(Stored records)
*** Block opens ***
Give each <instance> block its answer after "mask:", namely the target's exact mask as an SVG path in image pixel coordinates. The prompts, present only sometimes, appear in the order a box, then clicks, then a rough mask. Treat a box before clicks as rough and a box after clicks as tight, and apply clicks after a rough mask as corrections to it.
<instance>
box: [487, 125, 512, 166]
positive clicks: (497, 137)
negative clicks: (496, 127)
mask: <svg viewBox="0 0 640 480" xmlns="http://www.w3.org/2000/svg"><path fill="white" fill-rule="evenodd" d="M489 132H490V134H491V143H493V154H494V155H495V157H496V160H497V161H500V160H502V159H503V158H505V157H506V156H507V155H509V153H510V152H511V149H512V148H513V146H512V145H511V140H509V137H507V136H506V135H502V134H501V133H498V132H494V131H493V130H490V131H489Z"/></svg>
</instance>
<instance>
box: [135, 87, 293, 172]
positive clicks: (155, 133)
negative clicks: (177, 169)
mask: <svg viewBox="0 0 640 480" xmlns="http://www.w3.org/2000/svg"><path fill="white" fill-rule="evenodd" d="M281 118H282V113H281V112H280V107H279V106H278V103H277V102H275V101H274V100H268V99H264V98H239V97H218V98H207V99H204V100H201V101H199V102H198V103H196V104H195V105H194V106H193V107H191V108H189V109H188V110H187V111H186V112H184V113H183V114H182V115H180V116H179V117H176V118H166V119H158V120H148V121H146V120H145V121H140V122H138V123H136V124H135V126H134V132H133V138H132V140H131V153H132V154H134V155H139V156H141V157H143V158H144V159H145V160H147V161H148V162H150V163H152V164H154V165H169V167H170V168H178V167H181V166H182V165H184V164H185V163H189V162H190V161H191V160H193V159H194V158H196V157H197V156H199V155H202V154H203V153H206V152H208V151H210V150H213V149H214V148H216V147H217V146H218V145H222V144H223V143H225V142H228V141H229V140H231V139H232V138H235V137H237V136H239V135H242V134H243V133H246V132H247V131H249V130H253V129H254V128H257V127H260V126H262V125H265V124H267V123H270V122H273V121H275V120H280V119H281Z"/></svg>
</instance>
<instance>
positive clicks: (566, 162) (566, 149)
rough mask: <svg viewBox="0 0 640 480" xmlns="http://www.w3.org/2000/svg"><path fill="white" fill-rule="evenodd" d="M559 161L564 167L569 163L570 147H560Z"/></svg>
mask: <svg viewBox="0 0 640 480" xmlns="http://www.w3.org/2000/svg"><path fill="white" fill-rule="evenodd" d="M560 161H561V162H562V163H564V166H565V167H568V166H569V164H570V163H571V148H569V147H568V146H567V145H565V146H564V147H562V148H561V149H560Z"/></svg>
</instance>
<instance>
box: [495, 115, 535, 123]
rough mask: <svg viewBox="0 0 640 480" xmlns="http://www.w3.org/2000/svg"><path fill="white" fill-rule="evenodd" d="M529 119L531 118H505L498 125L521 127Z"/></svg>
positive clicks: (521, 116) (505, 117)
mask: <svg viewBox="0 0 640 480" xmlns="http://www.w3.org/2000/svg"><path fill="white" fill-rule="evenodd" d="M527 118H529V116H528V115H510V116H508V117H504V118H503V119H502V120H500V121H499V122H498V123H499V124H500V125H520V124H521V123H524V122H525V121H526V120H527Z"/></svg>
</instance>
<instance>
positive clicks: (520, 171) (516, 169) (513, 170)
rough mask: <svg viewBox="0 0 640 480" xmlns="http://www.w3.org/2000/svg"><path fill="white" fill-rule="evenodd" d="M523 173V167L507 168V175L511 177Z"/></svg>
*** Block closes ***
**ACTION ITEM**: Give all of the stored rows above as a numbered list, leaving out any blank lines.

**SOLUTION TO THIS PROBLEM**:
1. Give each <instance> block its answer after "mask:", namely the target's exact mask as an SVG path in image pixel coordinates. The prompts, present only sometimes, appear in the order a box, then clicks, then a rough mask. Treat a box before clicks as rough and a box after clicks as tight, and apply clicks after a rough mask as corrections to it.
2. <instance>
3. box: [487, 125, 512, 166]
4. positive clicks: (497, 137)
5. negative clicks: (496, 127)
6. mask: <svg viewBox="0 0 640 480" xmlns="http://www.w3.org/2000/svg"><path fill="white" fill-rule="evenodd" d="M489 132H490V134H491V143H493V154H494V155H495V157H496V160H497V161H500V160H502V159H503V158H505V157H506V156H507V155H509V153H510V152H511V149H512V148H513V146H512V145H511V140H509V137H507V136H506V135H502V134H501V133H498V132H494V131H493V130H490V131H489Z"/></svg>
7. </instance>
8. <instance>
9. box: [135, 87, 293, 172]
10. positive clicks: (155, 133)
11. negative clicks: (177, 169)
12. mask: <svg viewBox="0 0 640 480" xmlns="http://www.w3.org/2000/svg"><path fill="white" fill-rule="evenodd" d="M281 118H282V113H281V112H280V107H279V106H278V103H277V102H275V101H274V100H268V99H264V98H239V97H218V98H207V99H204V100H201V101H199V102H198V103H196V104H195V105H194V106H193V107H191V108H189V109H188V110H187V111H186V112H184V113H183V114H182V115H180V116H179V117H176V118H166V119H158V120H148V121H146V120H145V121H140V122H138V123H136V124H135V126H134V132H133V138H132V140H131V153H132V154H134V155H139V156H141V157H143V158H144V159H145V160H147V161H148V162H150V163H152V164H154V165H169V167H170V168H178V167H181V166H182V165H184V164H185V163H189V162H190V161H191V160H193V159H194V158H196V157H197V156H199V155H202V154H203V153H206V152H208V151H210V150H213V149H214V148H216V147H217V146H218V145H222V144H223V143H225V142H228V141H229V140H231V139H232V138H235V137H237V136H239V135H242V134H243V133H246V132H247V131H249V130H253V129H254V128H257V127H260V126H262V125H265V124H267V123H270V122H273V121H275V120H280V119H281Z"/></svg>
13. </instance>
14. <instance>
15. positive clicks: (566, 162) (566, 149)
16. rough mask: <svg viewBox="0 0 640 480" xmlns="http://www.w3.org/2000/svg"><path fill="white" fill-rule="evenodd" d="M559 161L564 167L569 163L570 147H560Z"/></svg>
17. mask: <svg viewBox="0 0 640 480" xmlns="http://www.w3.org/2000/svg"><path fill="white" fill-rule="evenodd" d="M560 161H561V162H562V163H564V166H565V167H568V166H569V164H570V163H571V148H569V147H568V146H567V145H565V146H564V147H562V148H561V149H560Z"/></svg>
18. </instance>
19. <instance>
20. box: [495, 115, 535, 123]
21. rough mask: <svg viewBox="0 0 640 480" xmlns="http://www.w3.org/2000/svg"><path fill="white" fill-rule="evenodd" d="M529 119L531 118H505L498 125L521 127Z"/></svg>
22. positive clicks: (521, 116) (505, 117)
23. mask: <svg viewBox="0 0 640 480" xmlns="http://www.w3.org/2000/svg"><path fill="white" fill-rule="evenodd" d="M527 118H529V116H528V115H510V116H508V117H504V118H503V119H502V120H500V121H499V122H498V123H499V124H500V125H520V124H521V123H524V122H525V121H526V120H527Z"/></svg>
24. </instance>
25. <instance>
26. positive clicks: (520, 171) (516, 169) (513, 170)
27. rough mask: <svg viewBox="0 0 640 480" xmlns="http://www.w3.org/2000/svg"><path fill="white" fill-rule="evenodd" d="M523 173V167L507 168V175L511 177Z"/></svg>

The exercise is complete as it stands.